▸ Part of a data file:

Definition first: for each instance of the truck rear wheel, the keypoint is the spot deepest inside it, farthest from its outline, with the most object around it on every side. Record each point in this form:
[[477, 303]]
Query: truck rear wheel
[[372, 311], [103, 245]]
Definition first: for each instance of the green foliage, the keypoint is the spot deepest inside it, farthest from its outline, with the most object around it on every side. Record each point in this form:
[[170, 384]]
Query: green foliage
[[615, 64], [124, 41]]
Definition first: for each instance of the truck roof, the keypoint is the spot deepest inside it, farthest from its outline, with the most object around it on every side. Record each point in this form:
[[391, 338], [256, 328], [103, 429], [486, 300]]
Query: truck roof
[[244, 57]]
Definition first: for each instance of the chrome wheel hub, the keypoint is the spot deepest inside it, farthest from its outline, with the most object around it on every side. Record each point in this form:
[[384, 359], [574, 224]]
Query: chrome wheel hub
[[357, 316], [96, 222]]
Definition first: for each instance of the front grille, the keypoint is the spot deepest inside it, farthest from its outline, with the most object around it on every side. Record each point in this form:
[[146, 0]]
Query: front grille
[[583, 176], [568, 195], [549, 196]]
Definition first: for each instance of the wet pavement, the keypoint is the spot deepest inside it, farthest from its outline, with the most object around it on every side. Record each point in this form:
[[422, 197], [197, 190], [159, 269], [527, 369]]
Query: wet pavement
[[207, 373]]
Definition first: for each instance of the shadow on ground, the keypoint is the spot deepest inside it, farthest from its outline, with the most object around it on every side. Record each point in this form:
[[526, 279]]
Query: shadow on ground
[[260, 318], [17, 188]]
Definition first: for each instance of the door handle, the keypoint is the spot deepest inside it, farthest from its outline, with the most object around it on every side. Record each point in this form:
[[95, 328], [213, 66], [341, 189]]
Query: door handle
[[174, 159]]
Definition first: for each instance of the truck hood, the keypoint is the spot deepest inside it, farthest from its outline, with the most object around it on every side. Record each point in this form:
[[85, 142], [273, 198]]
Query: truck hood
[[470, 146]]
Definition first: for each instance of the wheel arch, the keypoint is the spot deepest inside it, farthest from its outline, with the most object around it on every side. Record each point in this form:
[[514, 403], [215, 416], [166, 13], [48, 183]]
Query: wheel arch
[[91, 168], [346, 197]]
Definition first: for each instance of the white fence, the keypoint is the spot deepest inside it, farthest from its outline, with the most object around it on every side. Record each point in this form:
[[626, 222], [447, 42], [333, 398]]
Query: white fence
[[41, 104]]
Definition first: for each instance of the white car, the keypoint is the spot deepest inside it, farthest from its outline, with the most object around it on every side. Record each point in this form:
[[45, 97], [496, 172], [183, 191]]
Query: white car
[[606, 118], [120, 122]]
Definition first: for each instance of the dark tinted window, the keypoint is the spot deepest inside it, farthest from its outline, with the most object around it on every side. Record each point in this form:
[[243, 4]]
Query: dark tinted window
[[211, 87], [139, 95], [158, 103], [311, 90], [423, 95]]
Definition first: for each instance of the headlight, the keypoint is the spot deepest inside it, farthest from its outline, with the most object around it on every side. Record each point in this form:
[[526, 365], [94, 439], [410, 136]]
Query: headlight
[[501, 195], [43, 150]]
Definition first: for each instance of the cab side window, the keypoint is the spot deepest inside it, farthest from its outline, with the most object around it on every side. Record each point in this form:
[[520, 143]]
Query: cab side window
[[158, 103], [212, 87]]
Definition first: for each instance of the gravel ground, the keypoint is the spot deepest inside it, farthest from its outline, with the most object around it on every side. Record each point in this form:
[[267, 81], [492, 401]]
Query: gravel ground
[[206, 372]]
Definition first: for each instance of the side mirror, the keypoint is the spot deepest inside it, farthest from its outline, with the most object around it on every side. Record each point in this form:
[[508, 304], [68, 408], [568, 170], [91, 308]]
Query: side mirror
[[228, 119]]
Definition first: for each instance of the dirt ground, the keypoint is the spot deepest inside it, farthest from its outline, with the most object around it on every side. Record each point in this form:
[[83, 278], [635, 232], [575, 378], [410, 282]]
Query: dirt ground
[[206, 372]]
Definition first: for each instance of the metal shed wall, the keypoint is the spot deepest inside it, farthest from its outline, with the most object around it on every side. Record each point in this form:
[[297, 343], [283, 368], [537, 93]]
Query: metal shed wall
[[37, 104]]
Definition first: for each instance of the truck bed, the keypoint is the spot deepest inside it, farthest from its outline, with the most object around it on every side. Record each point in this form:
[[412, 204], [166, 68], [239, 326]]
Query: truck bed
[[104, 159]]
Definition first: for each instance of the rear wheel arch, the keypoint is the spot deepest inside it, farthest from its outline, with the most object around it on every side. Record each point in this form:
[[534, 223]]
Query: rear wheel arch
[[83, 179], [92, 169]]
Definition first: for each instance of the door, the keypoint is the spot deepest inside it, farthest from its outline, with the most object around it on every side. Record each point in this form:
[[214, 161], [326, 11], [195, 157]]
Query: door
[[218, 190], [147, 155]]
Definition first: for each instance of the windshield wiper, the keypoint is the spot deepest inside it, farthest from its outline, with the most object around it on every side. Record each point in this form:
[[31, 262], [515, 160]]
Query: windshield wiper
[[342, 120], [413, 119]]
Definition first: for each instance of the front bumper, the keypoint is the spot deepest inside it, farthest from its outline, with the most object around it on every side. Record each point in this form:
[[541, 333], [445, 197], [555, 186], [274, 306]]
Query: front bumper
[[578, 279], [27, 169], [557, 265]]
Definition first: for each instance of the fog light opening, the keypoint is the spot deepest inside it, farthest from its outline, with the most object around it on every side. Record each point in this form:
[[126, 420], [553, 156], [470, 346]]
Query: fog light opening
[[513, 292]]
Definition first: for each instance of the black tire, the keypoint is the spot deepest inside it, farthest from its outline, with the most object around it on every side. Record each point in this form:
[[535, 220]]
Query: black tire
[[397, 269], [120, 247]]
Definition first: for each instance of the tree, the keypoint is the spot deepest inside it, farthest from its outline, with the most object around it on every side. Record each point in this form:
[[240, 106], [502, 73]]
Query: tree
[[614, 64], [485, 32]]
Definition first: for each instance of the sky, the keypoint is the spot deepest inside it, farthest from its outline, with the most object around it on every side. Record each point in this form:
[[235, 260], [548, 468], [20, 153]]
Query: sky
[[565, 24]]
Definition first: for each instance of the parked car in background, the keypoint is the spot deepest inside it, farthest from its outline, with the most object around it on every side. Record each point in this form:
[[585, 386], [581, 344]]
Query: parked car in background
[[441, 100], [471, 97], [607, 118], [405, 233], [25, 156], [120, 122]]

▸ BRIEF: Turn each line of the material above into a row of a Markdown table, skipping blank lines. Use a "Row" column for the row number and a "Line" column for the line itself.

▸ FINISHED ANSWER:
| Row | Line |
|---|---|
| 1 | Definition first: for each instance of the truck rear wheel, the keypoint is the spot deepest inside it, farthest from its outline, with the most object around it on every side. Record each point in this form: |
| 2 | [[477, 303]] |
| 3 | Query: truck rear wheel |
| 4 | [[372, 311], [103, 245]] |
| 5 | Definition first: for each instance of the green foliage, the keypoint is the spot deepest inside it, farthest from its outline, with the most object around it on every side. Record each point in this form: |
| 6 | [[170, 384]] |
| 7 | Query: green foliage |
| 8 | [[615, 64], [124, 41]] |
| 9 | Definition first: for each instance of the truck roof, the keypoint is the spot deepest inside it, farthest from its outline, with the most object around it on every side. Record each point in this form: |
| 10 | [[391, 338], [256, 328], [103, 429], [486, 300]] |
| 11 | Query: truck roof |
| 12 | [[244, 57]] |
| 13 | Definition first: for each instance of the chrome wheel hub, the keypoint is the spot deepest inside it, farthest from its outline, with the most object around it on every side. Record each point in this form: |
| 14 | [[384, 359], [574, 224]] |
| 15 | Query: chrome wheel hub |
| 16 | [[357, 316], [96, 222]] |
| 17 | Definition first: for each instance of the front grille, the keypoint is the spot deepest inside it, farthest from its outline, with the most object around it on every side. Record each point in this form: |
| 18 | [[146, 0]] |
| 19 | Query: front grille |
| 20 | [[583, 176], [568, 195], [549, 196]] |
| 21 | Definition first: for each instance of the wet pavement, the keypoint is the spot deepest inside it, farthest from its outline, with the most object around it on every side. Record each point in this form: |
| 22 | [[422, 197], [197, 190], [159, 269], [527, 369]] |
| 23 | Query: wet pavement |
| 24 | [[207, 373]] |
| 25 | Definition first: for each instance of the shadow on ground, the keypoint is the spot deepest inside it, farthest from its outline, with the most object around it on every side. Record each point in this form: |
| 26 | [[526, 279]] |
| 27 | Query: shadow on ground |
| 28 | [[260, 318], [17, 188]] |
| 29 | Definition first: for each instance of the door handle, the keypoint is the spot deepest inside it, farthest from its outline, with the most object around it on every side. Record each point in this form: |
| 30 | [[95, 328], [213, 66], [341, 189]] |
| 31 | Query: door handle |
| 32 | [[174, 159]] |
| 33 | Definition first: for each instance of the truck hood, the keypoint is the spot deepest inside it, farthest from its outline, with the most object around it on every side. Record each point in this form: |
| 34 | [[85, 142], [273, 198]] |
| 35 | Query: truck hood |
| 36 | [[470, 146]] |
| 37 | Definition first: for each instance of the wheel arch, the keypoint is the spot deepest inside it, farthest from its outline, with the most object around it on every side. Record each point in this form: |
| 38 | [[514, 403], [215, 416], [166, 13], [48, 183]] |
| 39 | Query: wheel arch |
| 40 | [[91, 168], [346, 197]] |
| 41 | Definition first: for each instance of the white fence, the keypoint is the spot deepest inside it, farthest from its outline, with the most object around it on every side. Record each point in this form: |
| 42 | [[626, 222], [447, 42], [333, 398]] |
| 43 | Query: white fence |
| 44 | [[41, 104]] |
| 45 | Definition first: for each instance of the white car, the keypoint is the spot deepest inside it, farthest from its outline, with the most object around it on every side. Record each point in this form: |
| 46 | [[45, 97], [496, 172], [183, 191]] |
| 47 | Query: white car |
| 48 | [[606, 118], [120, 122]] |
| 49 | Definition first: for each instance of the dark tinted window, the keypoint is the spot deepest inside it, farthest from its outline, with the most object around it on every side. Record each point in this form: |
| 50 | [[243, 4]] |
| 51 | Query: dark tinted window |
| 52 | [[211, 87], [139, 95], [158, 103], [311, 90], [423, 95]] |
| 53 | Definition first: for each instance of the headlight, the keypoint is the spot deepest inside it, farthest from its outline, with the most object around it on every side. Record each point in this form: |
| 54 | [[526, 365], [94, 439], [410, 136]] |
| 55 | Query: headlight |
| 56 | [[501, 195], [43, 150]] |
| 57 | Definition first: for each instance of the cab side window, the keypoint is the spot deepest inside it, farthest from its outline, with the most object around it on every side. Record each point in this form: |
| 58 | [[520, 143]] |
| 59 | Query: cab side window |
| 60 | [[158, 103], [212, 87]] |
| 61 | Definition first: for each instance of the gravel ground, the keypoint is the spot deepest inside it, farthest from its outline, with the most object around it on every side. Record each point in this form: |
| 62 | [[267, 81], [492, 401]] |
| 63 | Query: gravel ground |
| 64 | [[206, 372]] |
| 65 | Definition first: for each instance of the side mirror, the keypoint is the spot deepest inside it, farthest from its outline, with the most object around it on every side. Record each point in this form: |
| 66 | [[508, 304], [68, 408], [568, 170], [91, 308]] |
| 67 | Query: side mirror |
| 68 | [[228, 119]] |
| 69 | Definition first: for each instance of the dirt ground, the keypoint is the spot deepest inside it, farthest from its outline, with the most object around it on every side. Record each point in this form: |
| 70 | [[83, 278], [635, 232], [575, 378], [410, 282]] |
| 71 | Query: dirt ground |
| 72 | [[206, 372]] |
| 73 | Definition first: for each instance of the metal shed wall, the keypoint is the spot deepest inside it, farthest from its outline, with the most object around it on every side. Record each point in this form: |
| 74 | [[297, 343], [283, 368], [537, 93]] |
| 75 | Query: metal shed wall |
| 76 | [[37, 104]] |
| 77 | Definition first: for each instance of the truck bed, the keypoint is the spot deepest inside it, farthest from its outline, with the most object around it on every side. Record each point in this form: |
| 78 | [[412, 204], [166, 68], [239, 326]] |
| 79 | Query: truck bed |
| 80 | [[104, 159]] |
| 81 | Definition first: for each instance of the rear wheel arch, the keypoint is the spot deepest inside it, farthest from its outline, with the most object around it on every side. Record each point in this form: |
| 82 | [[534, 223]] |
| 83 | Query: rear wheel arch |
| 84 | [[83, 179], [92, 169]] |
| 85 | Definition first: for each instance of the door, the keypoint is the spot deepest inside it, farthest from its outline, with the most object around it on every side. Record each point in this form: |
| 86 | [[214, 161], [326, 11], [195, 157]] |
| 87 | Query: door |
| 88 | [[218, 190], [147, 155]] |
| 89 | Definition first: for each instance of the windshield wiper, the keypoint is the spot deepest inside it, farthest from its outline, with the most object around it on every side. Record each point in this form: |
| 90 | [[31, 262], [515, 160]] |
| 91 | Query: windshield wiper |
| 92 | [[342, 120], [413, 119]] |
| 93 | Definition first: for each instance of the front bumper, the keypoint is the spot deepest inside it, farthest from its outline, with the most object around it on every side. Record each point in this form: |
| 94 | [[541, 333], [445, 197], [555, 186], [274, 306]] |
| 95 | Query: front bumper |
| 96 | [[578, 279], [27, 169], [557, 265]] |
| 97 | Definition first: for each instance of the fog light opening, the keypoint is the spot deepest inside it, farthest from its outline, with the most object around it on every side. Record each point in this form: |
| 98 | [[126, 420], [553, 156], [470, 346]] |
| 99 | Query: fog light opening |
| 100 | [[513, 292]] |
| 101 | Definition first: for each instance of the black tire, the keypoint is the spot deepest inside it, farthest from its outline, with the most object around it on every side. Record each point in this form: |
| 102 | [[535, 220]] |
| 103 | Query: black tire |
| 104 | [[397, 269], [120, 247]] |
| 105 | Definition first: for each instance of the tree, the keypoint is the spot deepest inside it, farthest from its outline, with the most object around it on every side. Record each point in this form: |
| 106 | [[240, 106], [502, 73]] |
| 107 | Query: tree |
| 108 | [[614, 64], [485, 32]] |
| 109 | Definition first: for each instance of the sky, the keypoint is the spot deepest inside it, farthest from its outline, with the most object around it on every side. Record each point in this form: |
| 110 | [[235, 260], [548, 468], [20, 153]] |
| 111 | Query: sky |
| 112 | [[565, 24]] |
| 113 | Definition first: for each instance of the parked car in background, the keypoint is the spot deepest inside it, farthest from its outline, with the most object around it on every side. Record each point in this form: |
| 114 | [[585, 386], [581, 344]] |
| 115 | Query: parked car in background |
| 116 | [[441, 100], [471, 97], [607, 118], [405, 233], [25, 156], [120, 122]] |